***** DOCUMENT SEGMENT *****

For Leonard Egerton and Clarrissa Cropper, co-owners of Nubian Square’s Frugal Bookstore, the flood of interest that came out of their GoFundMe campaign this year was like nothing either of them had ever seen.

“It’s cliché, but there are no words for it,” Egerton said during a Friday interview on Boston Public Radio.

The husband and wife team had been struggling to keep their bookshop afloat in the early months of the pandemic, but once they launched their crowd-funding effort — and after Black Lives Matter protests sparked a national conversation about supporting Black-owned businesses — their problems quickly shifted to staying on top of the now overwhelming surge in demand.

“We received, I think, 20,000 orders in four days. And we couldn’t handle it,” Egerton recalled. “[It was] all hands on deck — our family, our children, our friends, nieces, nephews came to help us, and we had to actually hire a fulfillment company here in Massachusetts.”

Nearly a year later, the two say things have quieted down. But according to Cropper, business is still strong.

“We didn’t realize we had as much support in our community, and abroad… that definitely has continued,” she said. “Not on the scale that we saw over last May [and] June, but it definitely has continued, and a lot more people, customers, are conscious of wanting to support independent bookstores, and small businesses and businesses of color.”

The two have owned and operated Frugal Bookstore since 2008, after buying it from Egerton’s former boss. That man, Rob Romanow, had hired him to manage a small stand of Black-written books inside of his furniture store.

“I had never seen anything like that, and at the time I was about 42, 43 years old,” he said of seeing the collection of books strictly by Black authors.

WATCH: Leonard Egerton and Clarrissa Cropper on the silver lining of the pandemic

Today, Egerton and Cropper’s store is Boston’s only Black-owned bookshop. But their selection, in the years they’ve been in business, has expanded to include authors from a range of backgrounds.

Reflecting on the year of support both in Boston and around the world, Cropper said she and her husband have felt heartened by the "wild ride."

“We’re truly grateful,” she said. “It’s been a blessing.”

***** ENTRIES PROVIDED *****

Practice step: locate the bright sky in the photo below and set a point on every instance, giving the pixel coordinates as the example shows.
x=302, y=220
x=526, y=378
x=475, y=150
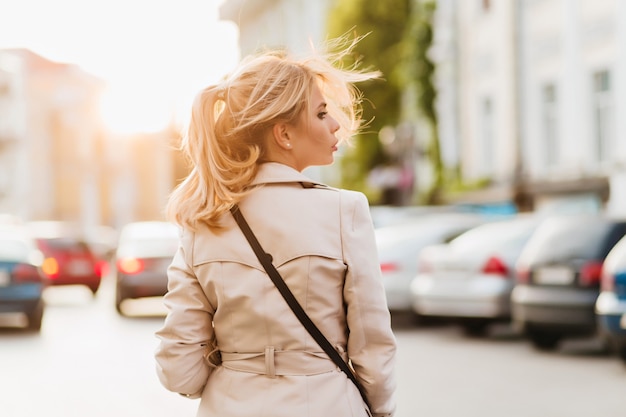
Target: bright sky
x=154, y=54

*****

▶ **DESCRIPTION OF THE TASK**:
Return the full article about Frugal Bookstore, word for word. Rely only on the article, not on the items.

▶ **EXERCISE RESULT**:
For Leonard Egerton and Clarrissa Cropper, co-owners of Nubian Square’s Frugal Bookstore, the flood of interest that came out of their GoFundMe campaign this year was like nothing either of them had ever seen.

“It’s cliché, but there are no words for it,” Egerton said during a Friday interview on Boston Public Radio.

The husband and wife team had been struggling to keep their bookshop afloat in the early months of the pandemic, but once they launched their crowd-funding effort — and after Black Lives Matter protests sparked a national conversation about supporting Black-owned businesses — their problems quickly shifted to staying on top of the now overwhelming surge in demand.

“We received, I think, 20,000 orders in four days. And we couldn’t handle it,” Egerton recalled. “[It was] all hands on deck — our family, our children, our friends, nieces, nephews came to help us, and we had to actually hire a fulfillment company here in Massachusetts.”

Nearly a year later, the two say things have quieted down. But according to Cropper, business is still strong.

“We didn’t realize we had as much support in our community, and abroad… that definitely has continued,” she said. “Not on the scale that we saw over last May [and] June, but it definitely has continued, and a lot more people, customers, are conscious of wanting to support independent bookstores, and small businesses and businesses of color.”

The two have owned and operated Frugal Bookstore since 2008, after buying it from Egerton’s former boss. That man, Rob Romanow, had hired him to manage a small stand of Black-written books inside of his furniture store.

“I had never seen anything like that, and at the time I was about 42, 43 years old,” he said of seeing the collection of books strictly by Black authors.

WATCH: Leonard Egerton and Clarrissa Cropper on the silver lining of the pandemic

Today, Egerton and Cropper’s store is Boston’s only Black-owned bookshop. But their selection, in the years they’ve been in business, has expanded to include authors from a range of backgrounds.

Reflecting on the year of support both in Boston and around the world, Cropper said she and her husband have felt heartened by the "wild ride."

“We’re truly grateful,” she said. “It’s been a blessing.”